Exercise aim:
List every line in the entries below that contains the word "dark".

Outline annotation records:
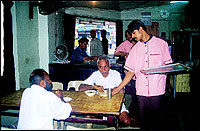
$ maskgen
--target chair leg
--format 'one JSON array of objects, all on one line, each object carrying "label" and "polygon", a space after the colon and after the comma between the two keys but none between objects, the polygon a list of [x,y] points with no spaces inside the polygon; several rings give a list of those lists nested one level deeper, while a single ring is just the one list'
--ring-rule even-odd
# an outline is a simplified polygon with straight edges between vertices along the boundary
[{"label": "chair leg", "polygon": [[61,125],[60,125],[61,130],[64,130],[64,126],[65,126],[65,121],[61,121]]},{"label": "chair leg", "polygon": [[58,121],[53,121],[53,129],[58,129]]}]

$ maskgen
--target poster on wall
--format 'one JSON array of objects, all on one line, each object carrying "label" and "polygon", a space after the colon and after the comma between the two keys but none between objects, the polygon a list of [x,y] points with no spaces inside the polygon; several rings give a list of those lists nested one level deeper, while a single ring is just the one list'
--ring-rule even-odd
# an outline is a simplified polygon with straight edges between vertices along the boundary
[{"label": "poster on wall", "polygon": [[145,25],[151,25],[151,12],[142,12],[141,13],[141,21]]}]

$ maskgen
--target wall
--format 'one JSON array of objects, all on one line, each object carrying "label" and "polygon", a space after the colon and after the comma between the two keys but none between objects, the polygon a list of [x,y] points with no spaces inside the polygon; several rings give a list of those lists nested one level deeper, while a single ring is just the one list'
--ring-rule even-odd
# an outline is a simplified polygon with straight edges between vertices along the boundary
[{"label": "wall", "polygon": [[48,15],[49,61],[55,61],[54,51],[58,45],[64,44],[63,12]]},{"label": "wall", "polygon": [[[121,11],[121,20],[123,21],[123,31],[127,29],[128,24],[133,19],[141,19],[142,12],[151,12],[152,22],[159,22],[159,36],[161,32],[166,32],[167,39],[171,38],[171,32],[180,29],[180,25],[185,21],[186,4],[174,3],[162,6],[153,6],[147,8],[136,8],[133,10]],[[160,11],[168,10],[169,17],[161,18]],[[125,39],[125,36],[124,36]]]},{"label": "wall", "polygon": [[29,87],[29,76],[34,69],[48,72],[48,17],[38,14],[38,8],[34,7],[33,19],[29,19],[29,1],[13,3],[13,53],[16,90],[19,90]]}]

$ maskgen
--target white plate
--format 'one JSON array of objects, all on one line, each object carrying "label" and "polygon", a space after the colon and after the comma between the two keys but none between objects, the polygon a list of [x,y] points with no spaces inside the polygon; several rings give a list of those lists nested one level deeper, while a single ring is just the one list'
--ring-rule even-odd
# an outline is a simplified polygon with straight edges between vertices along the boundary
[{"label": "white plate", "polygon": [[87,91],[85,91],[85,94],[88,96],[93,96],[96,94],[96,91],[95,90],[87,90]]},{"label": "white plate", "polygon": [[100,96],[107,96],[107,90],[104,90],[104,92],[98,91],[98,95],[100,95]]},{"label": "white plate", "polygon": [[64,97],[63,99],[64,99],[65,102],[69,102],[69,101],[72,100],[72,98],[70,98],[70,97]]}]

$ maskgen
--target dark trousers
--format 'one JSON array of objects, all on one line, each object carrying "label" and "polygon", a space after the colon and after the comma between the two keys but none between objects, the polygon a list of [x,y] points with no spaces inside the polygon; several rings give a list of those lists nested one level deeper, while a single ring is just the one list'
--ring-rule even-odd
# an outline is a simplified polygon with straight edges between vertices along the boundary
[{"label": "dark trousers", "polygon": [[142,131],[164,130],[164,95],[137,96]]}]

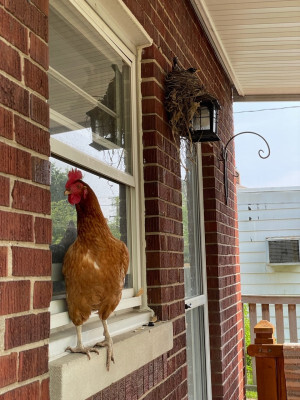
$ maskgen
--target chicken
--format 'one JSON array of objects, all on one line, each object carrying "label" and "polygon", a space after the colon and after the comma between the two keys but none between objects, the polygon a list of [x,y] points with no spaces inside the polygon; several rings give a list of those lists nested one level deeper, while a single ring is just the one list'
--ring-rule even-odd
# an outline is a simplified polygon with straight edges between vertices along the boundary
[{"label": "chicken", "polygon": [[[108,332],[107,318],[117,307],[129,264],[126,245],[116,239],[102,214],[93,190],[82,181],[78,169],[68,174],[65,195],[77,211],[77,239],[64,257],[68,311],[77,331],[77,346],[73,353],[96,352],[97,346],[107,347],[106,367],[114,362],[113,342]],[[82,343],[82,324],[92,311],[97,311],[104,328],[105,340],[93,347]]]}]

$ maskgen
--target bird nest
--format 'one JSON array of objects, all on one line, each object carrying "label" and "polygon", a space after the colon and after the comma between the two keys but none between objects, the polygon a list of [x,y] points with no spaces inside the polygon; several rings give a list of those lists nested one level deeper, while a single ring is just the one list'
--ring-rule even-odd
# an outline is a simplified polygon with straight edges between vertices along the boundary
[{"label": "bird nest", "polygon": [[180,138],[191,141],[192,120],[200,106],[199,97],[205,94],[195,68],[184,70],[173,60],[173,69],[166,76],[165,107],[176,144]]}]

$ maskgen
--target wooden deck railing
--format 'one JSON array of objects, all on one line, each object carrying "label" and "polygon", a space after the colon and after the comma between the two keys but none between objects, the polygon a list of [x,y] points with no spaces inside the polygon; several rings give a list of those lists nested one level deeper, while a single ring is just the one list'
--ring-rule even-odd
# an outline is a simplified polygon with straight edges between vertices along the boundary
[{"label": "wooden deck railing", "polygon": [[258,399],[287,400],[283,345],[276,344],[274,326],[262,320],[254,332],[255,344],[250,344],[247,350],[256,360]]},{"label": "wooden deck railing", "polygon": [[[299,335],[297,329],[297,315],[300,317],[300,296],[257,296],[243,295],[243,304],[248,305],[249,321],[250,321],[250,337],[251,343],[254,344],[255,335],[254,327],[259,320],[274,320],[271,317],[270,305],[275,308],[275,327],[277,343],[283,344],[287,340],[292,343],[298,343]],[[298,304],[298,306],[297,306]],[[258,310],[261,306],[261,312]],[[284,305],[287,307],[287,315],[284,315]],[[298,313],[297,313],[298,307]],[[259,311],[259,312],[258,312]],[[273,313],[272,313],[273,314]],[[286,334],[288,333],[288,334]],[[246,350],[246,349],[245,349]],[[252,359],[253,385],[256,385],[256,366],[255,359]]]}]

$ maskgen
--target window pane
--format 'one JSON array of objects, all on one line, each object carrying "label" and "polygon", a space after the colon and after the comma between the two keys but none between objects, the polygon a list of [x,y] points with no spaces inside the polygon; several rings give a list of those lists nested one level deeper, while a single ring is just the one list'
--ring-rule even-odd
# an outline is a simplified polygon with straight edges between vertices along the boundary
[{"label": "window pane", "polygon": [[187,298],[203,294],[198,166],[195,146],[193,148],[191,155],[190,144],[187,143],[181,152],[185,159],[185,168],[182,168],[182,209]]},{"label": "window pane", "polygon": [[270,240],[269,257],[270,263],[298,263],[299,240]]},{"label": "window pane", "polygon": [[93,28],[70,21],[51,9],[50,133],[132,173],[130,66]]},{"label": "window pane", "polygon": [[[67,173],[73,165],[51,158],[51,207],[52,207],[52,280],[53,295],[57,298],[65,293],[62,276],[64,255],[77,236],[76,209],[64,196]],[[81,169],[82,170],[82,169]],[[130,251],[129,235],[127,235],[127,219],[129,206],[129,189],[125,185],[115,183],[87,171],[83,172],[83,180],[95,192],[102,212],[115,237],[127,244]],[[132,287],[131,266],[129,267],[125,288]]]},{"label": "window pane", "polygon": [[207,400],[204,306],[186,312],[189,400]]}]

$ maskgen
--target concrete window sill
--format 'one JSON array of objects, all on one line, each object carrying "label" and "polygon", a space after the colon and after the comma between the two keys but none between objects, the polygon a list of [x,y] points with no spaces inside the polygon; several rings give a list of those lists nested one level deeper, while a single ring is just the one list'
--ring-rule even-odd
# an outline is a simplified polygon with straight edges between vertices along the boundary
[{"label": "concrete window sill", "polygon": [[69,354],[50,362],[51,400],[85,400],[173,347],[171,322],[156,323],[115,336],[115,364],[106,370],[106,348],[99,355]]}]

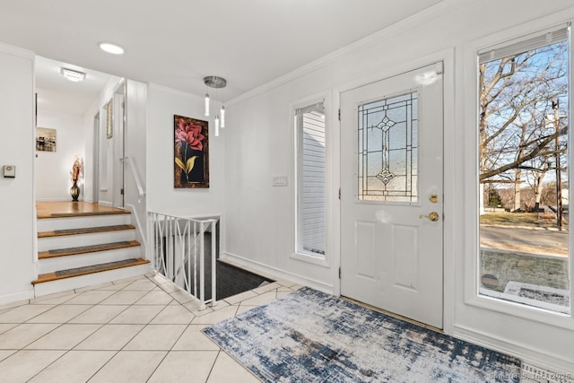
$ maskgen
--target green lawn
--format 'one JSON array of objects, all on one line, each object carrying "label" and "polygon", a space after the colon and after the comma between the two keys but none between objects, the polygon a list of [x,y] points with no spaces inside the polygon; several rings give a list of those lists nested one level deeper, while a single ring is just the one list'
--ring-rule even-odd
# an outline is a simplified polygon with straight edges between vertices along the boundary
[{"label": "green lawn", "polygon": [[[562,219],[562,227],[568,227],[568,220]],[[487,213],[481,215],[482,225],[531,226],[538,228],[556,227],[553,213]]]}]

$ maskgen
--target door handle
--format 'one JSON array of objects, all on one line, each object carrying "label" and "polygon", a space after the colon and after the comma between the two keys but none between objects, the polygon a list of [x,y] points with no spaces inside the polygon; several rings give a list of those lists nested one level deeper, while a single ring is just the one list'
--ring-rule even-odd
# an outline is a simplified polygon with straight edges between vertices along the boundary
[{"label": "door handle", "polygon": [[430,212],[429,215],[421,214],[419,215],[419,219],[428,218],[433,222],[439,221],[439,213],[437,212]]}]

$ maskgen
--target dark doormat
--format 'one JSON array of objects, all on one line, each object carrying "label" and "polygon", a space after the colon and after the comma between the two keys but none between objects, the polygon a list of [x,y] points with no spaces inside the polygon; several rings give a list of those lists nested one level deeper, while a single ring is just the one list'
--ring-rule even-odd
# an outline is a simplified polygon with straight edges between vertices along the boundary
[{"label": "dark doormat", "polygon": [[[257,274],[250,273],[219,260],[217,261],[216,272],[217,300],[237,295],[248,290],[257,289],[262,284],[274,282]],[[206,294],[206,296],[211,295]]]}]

Answer:
--target dark trousers
[{"label": "dark trousers", "polygon": [[142,131],[164,130],[164,95],[137,96]]}]
--target dark doormat
[{"label": "dark doormat", "polygon": [[[257,274],[250,273],[219,260],[217,261],[216,272],[217,300],[237,295],[248,290],[257,289],[262,284],[274,282]],[[206,294],[206,296],[211,295]]]}]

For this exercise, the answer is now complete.